====== SOURCE DOCUMENT ======

The NDC-assessment is based on Mozambique’s NDC submitted to the UNFCCC in June 2018. Relying on “external” non-NDC data (SSP2) and the assessed national share of targeted emissions, for Mozambique we quantify the 2024 conditional target as 80.1 Mt CO2eq AR4 (absolute reduction compared to Business-As-Usual: -9.2 MtCO2eq, inclLU), and estimate the 2030 conditional target as 85.1 Mt CO2eq AR4 (-12.2 MtCO2eq, inclLU).

The Figure below provides additional information, regarding both the baseline emissions used in our assessment and the quantified mitigated pathways for Mozambique.

Baseline emissions and mitigated emissions pathways based on the country’s Nationally Determined Contribution. In terms of national emissions, we look at the SSP2 baseline marker scenario, and the emissions of all IPCC sectors. Contributions from LULUCF are excluded (exclLU), and the emissions are based on GWPs from AR4. The left panel (a) shows the baseline emissions, indicating the contributions of the Kyoto Greenhouse Gases CO2, CH4, N2O, and the basket of F-gases to the national emissions. If we could extract baseline data exclLU from the NDC, you can see their values as black squares (converted from GWP SAR to AR4 if needed). In the right panel (b), the quantified mitigated emissions pathways are shown, based on information from the country’s NDC and also on non-NDC emissions baselines, per target conditionality and range (marked un-/conditional best/worst). Even though not all countries have targets with different conditionalities or ranges, we need assumptions for all four cases to build one global pathway per conditionality plus range combination and to derive corresponding temperature estimates. Therefore, we indicate these four pathways here. Per combination, we performed several quantifications with differing assumptions and show the median and the minimal and maximal pathways here. Additionally, if we could quantify the targets based on data extracted purely from the NDC - or if the targets were directly given in absolute emissions, these targets are shown as squares (in the GWP originally given in the NDC).

====== PROVIDED RECORDS ======

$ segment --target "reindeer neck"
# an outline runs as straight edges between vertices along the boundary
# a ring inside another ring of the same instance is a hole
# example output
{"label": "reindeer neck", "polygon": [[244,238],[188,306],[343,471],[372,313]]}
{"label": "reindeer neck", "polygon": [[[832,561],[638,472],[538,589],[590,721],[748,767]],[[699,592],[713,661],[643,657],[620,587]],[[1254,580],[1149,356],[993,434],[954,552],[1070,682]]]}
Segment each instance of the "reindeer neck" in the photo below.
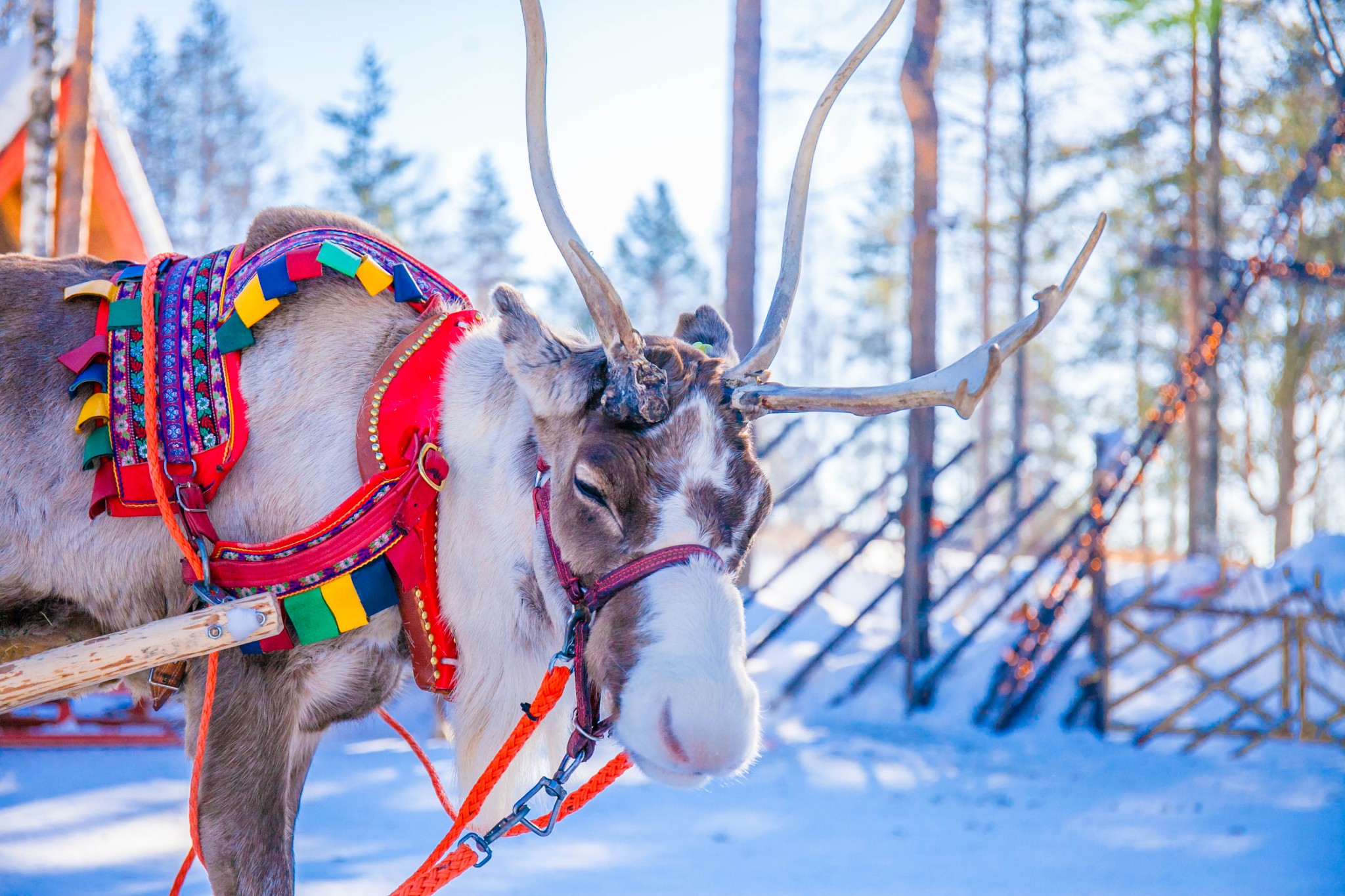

======

▶ SET TASKS:
(a) Could you retype the Mozambique emissions assessment, everything from "The NDC-assessment is" down to "(-12.2 MtCO2eq, inclLU)."?
(b) Can you gather every line of the listing that contains the string "label", counting only matches with the same case?

▶ ANSWERS PROVIDED:
(a)
The NDC-assessment is based on Mozambique’s NDC submitted to the UNFCCC in June 2018. Relying on “external” non-NDC data (SSP2) and the assessed national share of targeted emissions, for Mozambique we quantify the 2024 conditional target as 80.1 Mt CO2eq AR4 (absolute reduction compared to Business-As-Usual: -9.2 MtCO2eq, inclLU), and estimate the 2030 conditional target as 85.1 Mt CO2eq AR4 (-12.2 MtCO2eq, inclLU).

(b)
{"label": "reindeer neck", "polygon": [[244,238],[188,306],[343,471],[372,313]]}
{"label": "reindeer neck", "polygon": [[[832,561],[638,472],[538,589],[590,721],[748,767]],[[699,592],[713,661],[643,657],[620,587]],[[1254,580],[1149,356],[993,434],[954,552],[1070,682]]]}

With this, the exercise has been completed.